**Task prompt:** Without the pictures, give the entries below again exactly as written.

* begin Exercise data *

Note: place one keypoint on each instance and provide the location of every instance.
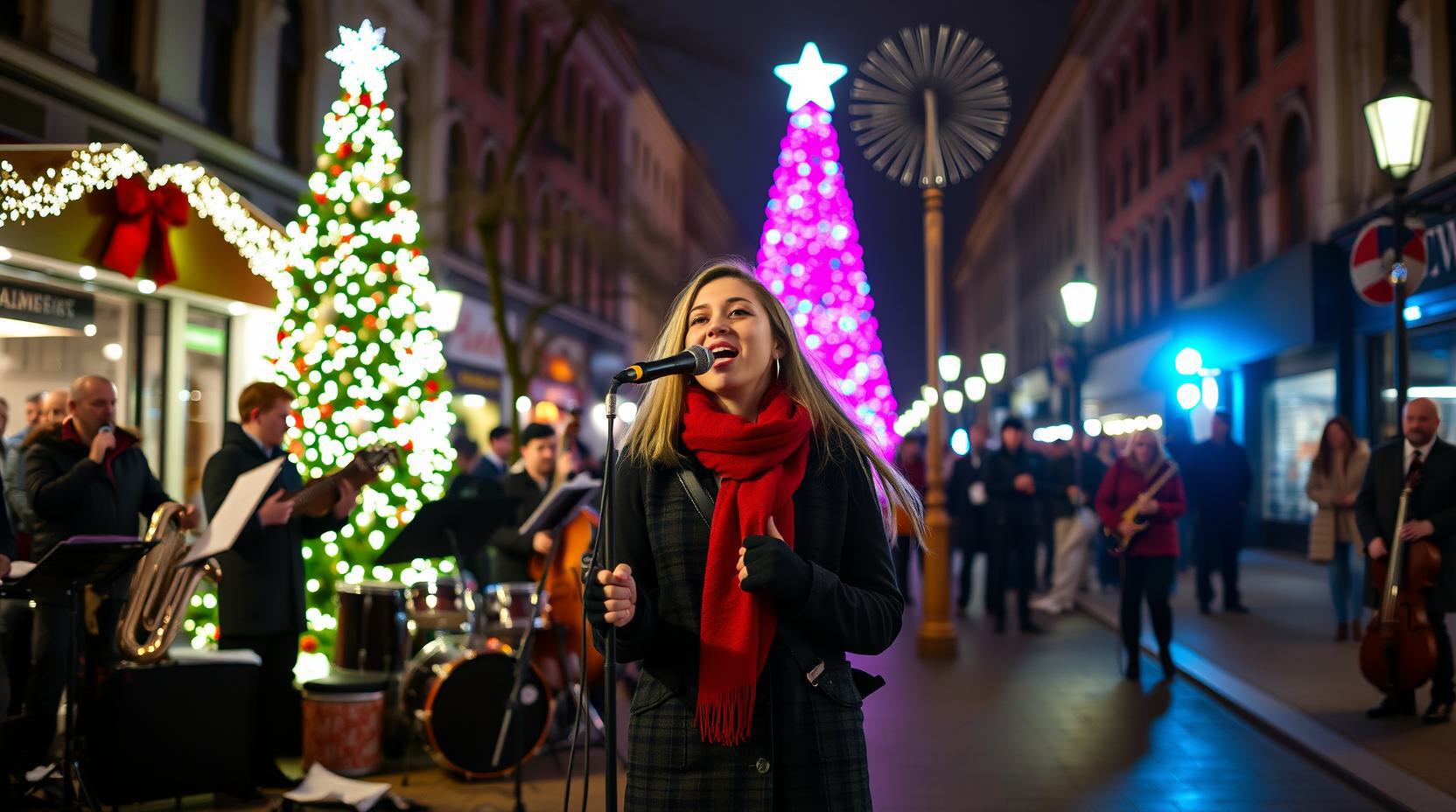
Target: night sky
(710, 65)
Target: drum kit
(449, 658)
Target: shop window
(1432, 371)
(1286, 24)
(460, 31)
(1144, 281)
(1188, 250)
(1166, 263)
(495, 39)
(1292, 178)
(456, 211)
(1217, 232)
(112, 35)
(1140, 60)
(1250, 210)
(12, 19)
(204, 395)
(1161, 32)
(1166, 137)
(1295, 412)
(220, 24)
(290, 83)
(1250, 44)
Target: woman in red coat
(1151, 562)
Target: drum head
(466, 710)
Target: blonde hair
(658, 423)
(1159, 453)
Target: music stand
(438, 527)
(558, 508)
(63, 574)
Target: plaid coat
(807, 750)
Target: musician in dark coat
(85, 478)
(1151, 561)
(966, 500)
(1427, 465)
(1015, 480)
(511, 553)
(261, 597)
(784, 566)
(1219, 483)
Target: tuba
(160, 590)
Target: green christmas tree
(355, 340)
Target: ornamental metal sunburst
(931, 111)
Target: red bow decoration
(146, 214)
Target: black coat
(1433, 500)
(262, 575)
(511, 552)
(1011, 508)
(807, 750)
(74, 496)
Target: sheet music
(572, 491)
(234, 511)
(320, 786)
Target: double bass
(1398, 652)
(563, 574)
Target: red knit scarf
(760, 465)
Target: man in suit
(1015, 480)
(966, 498)
(491, 463)
(1427, 465)
(511, 552)
(261, 600)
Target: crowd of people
(1052, 517)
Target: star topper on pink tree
(810, 255)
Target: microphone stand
(607, 559)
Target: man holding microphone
(85, 478)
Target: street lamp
(976, 388)
(949, 367)
(1079, 298)
(993, 366)
(1398, 120)
(1079, 302)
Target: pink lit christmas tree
(810, 252)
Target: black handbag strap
(800, 648)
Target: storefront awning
(102, 206)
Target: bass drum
(458, 696)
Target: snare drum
(458, 696)
(506, 609)
(373, 629)
(438, 609)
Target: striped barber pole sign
(1373, 254)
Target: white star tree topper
(810, 79)
(363, 57)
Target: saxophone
(160, 590)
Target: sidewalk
(1282, 665)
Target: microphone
(692, 361)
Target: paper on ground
(324, 786)
(234, 511)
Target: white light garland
(94, 169)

* end Exercise data *

**The reply:**
Note: place one keypoint on each instance and provide the location of every instance.
Target: night sky
(710, 65)
Target: drum kit
(449, 658)
Target: shop window
(1432, 371)
(1286, 24)
(460, 31)
(1144, 281)
(1188, 250)
(1166, 263)
(495, 39)
(1292, 178)
(456, 211)
(1217, 232)
(112, 35)
(1140, 60)
(1250, 210)
(12, 19)
(204, 395)
(1161, 32)
(1166, 137)
(1295, 412)
(220, 24)
(290, 83)
(1250, 44)
Target: woman in red coat
(1151, 562)
Target: drum head
(466, 710)
Target: blonde hair
(658, 423)
(1159, 453)
Target: music stand
(438, 527)
(558, 508)
(63, 574)
Target: plaid coat
(807, 750)
Target: musician in dark coat
(85, 478)
(1151, 561)
(966, 500)
(1427, 465)
(1015, 480)
(511, 553)
(261, 597)
(784, 566)
(1219, 483)
Target: tuba
(160, 590)
Target: green christmas tree
(355, 340)
Target: ornamental metal sunburst
(931, 111)
Target: red bow decoration
(146, 214)
Target: black coat
(1433, 500)
(262, 575)
(511, 552)
(1011, 508)
(807, 750)
(74, 496)
Target: sheet music
(572, 491)
(234, 511)
(320, 786)
Target: double bass
(1398, 652)
(563, 574)
Target: red knit scarf
(760, 465)
Target: man in suit
(1015, 480)
(966, 498)
(491, 463)
(1427, 465)
(511, 552)
(261, 600)
Target: crowd of people
(1052, 517)
Target: star topper on pink tree
(810, 255)
Target: microphone stand
(607, 559)
Target: man holding microphone
(85, 478)
Target: street lamp
(976, 388)
(949, 367)
(1079, 298)
(993, 366)
(1398, 120)
(1079, 302)
Target: pink lit christmas tree
(810, 252)
Target: black handbag strap
(800, 648)
Target: storefront awning
(102, 206)
Target: bass drum
(458, 696)
Target: snare drum
(458, 696)
(506, 609)
(373, 629)
(438, 609)
Target: striped barber pole sign
(1373, 254)
Target: white star tree topper
(810, 79)
(363, 57)
Target: saxophone
(160, 590)
Target: sidewalk
(1282, 665)
Target: microphone
(692, 361)
Target: paper on ground
(324, 786)
(234, 511)
Target: white light garland
(94, 169)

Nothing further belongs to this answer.